== Information shown

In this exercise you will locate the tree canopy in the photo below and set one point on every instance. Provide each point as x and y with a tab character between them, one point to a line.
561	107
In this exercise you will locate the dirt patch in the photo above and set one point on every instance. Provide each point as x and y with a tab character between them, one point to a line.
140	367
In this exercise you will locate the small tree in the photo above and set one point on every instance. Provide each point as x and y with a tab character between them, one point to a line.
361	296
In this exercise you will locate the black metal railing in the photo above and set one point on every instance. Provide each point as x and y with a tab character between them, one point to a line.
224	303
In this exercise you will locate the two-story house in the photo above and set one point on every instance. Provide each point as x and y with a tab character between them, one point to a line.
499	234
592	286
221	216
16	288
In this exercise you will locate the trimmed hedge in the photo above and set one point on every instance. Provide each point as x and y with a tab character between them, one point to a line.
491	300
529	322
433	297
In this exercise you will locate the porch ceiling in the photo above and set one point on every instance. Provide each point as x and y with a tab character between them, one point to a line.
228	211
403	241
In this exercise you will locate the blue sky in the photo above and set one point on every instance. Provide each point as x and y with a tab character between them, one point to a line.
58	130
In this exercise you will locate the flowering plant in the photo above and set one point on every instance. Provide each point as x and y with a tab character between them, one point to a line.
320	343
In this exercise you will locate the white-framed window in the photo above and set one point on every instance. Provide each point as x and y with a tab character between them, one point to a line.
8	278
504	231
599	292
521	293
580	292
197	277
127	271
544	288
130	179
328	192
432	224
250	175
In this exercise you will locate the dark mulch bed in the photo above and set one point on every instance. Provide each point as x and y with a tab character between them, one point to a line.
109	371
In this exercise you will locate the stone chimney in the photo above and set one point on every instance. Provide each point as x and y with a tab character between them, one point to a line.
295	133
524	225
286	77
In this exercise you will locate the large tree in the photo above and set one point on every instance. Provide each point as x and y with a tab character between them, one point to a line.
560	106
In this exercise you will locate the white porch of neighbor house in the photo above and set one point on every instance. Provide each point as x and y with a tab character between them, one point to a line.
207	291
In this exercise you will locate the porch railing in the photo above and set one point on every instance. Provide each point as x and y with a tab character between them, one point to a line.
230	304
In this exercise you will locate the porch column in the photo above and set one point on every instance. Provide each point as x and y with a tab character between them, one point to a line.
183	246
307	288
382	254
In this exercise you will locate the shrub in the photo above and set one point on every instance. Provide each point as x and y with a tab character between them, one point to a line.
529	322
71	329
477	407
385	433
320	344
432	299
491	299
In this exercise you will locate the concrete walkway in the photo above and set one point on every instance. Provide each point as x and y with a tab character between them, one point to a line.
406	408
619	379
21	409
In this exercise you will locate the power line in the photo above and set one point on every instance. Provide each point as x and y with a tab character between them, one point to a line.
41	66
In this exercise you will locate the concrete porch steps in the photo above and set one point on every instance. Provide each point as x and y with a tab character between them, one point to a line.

====

## Action item
Please give the full set of data again exactly.

## Solution for this problem
In this exercise you will locate the tree canopy in the photo below and set one point on every instance. Provide each point as x and y with a tab character between them, one point to a line.
561	107
In this exercise you will locate the dirt patch in the photo above and set one point on every instance. Provide each point as x and y with a tab character between them, one point to a line.
140	367
In this exercise you will locate the small tree in the photo above and set one point on every instance. Provide each point as x and y with a tab character between them, one point to a line.
361	296
In this exercise you will locate the black metal railing in the photo above and set one point on every instance. Provide each point as x and y with a tab character between them, one point to a line.
224	303
In this exercise you will locate the two-story house in the photo above and set one point on every instance. Provide each point as x and y with a tab character between them, one point to a line.
499	234
592	286
221	216
16	288
In this exercise you will locate the trimmed hedge in the photo above and set one point on every instance. Provide each point as x and y with a tab character between them, one point to a line.
491	300
529	322
433	297
In this exercise you will locate the porch ceiling in the photo above and set one point on every instance. Provide each point as x and y with a tab character between them, one point to a line.
228	211
403	241
In this exercise you will locate the blue sky in the photo above and set one point on every instance. Provide each point as x and y with a tab character between them, one point to a line.
58	130
In this exercise you will locate the flowering plant in the photo above and set one point on every instance. Provide each point as x and y with a tab character between them, one point to a line.
320	343
In this exercise you will locate the white-framed window in the photo above and set one point on every instance. Provide each point as x and y with a tab character between them, one point to a line.
8	278
504	231
599	292
521	293
580	292
197	277
127	271
544	288
130	179
328	192
432	224
250	175
In this exercise you will locate the dark mulch bed in the photo above and set one point on every instance. Provide each point as x and y with a tab character between them, one point to a line.
109	371
In this exercise you will locate the stone chimney in the photo above and set one point on every instance. Provide each point as x and y with a tab character between them, one point to a line.
295	133
524	225
286	77
In this exercise you will locate the large tree in the photo above and set one point on every instance. Provide each point as x and y with a tab character between them, one point to a line.
560	106
In this exercise you will locate the white porch of neighbor house in the photo above and set one point on every instance. Provide each point as x and y with a tab character between them, one point to a line.
207	291
In this exercise you will locate the porch railing in the photo above and set one point on every instance. Provide each point as x and y with a tab character between them, one point to a line.
230	304
In this exercise you will locate the porch column in the photo above and set one point on every instance. Provide each point as x and y with a tab character between them, one point to a line.
183	246
307	288
382	254
In this exercise you will locate the shrub in the photo above and set one point on every instance. Provide each point as x and y with a tab character between them, one point to a line.
529	322
71	329
477	407
385	433
320	344
432	299
491	299
In this exercise you will locate the concrete walkway in the photo above and set one point on every instance. Provide each point as x and y with a tab character between them, one point to a line.
406	408
619	379
21	409
In this exercise you will locate the power line in the photo above and set one point on every instance. Provide each point as x and y with a tab character between them, one point to a line.
41	66
In this exercise you will locate the concrete porch steps in the photo above and set one point on every instance. Provide each point as x and y with a tab character between them, one point to a line.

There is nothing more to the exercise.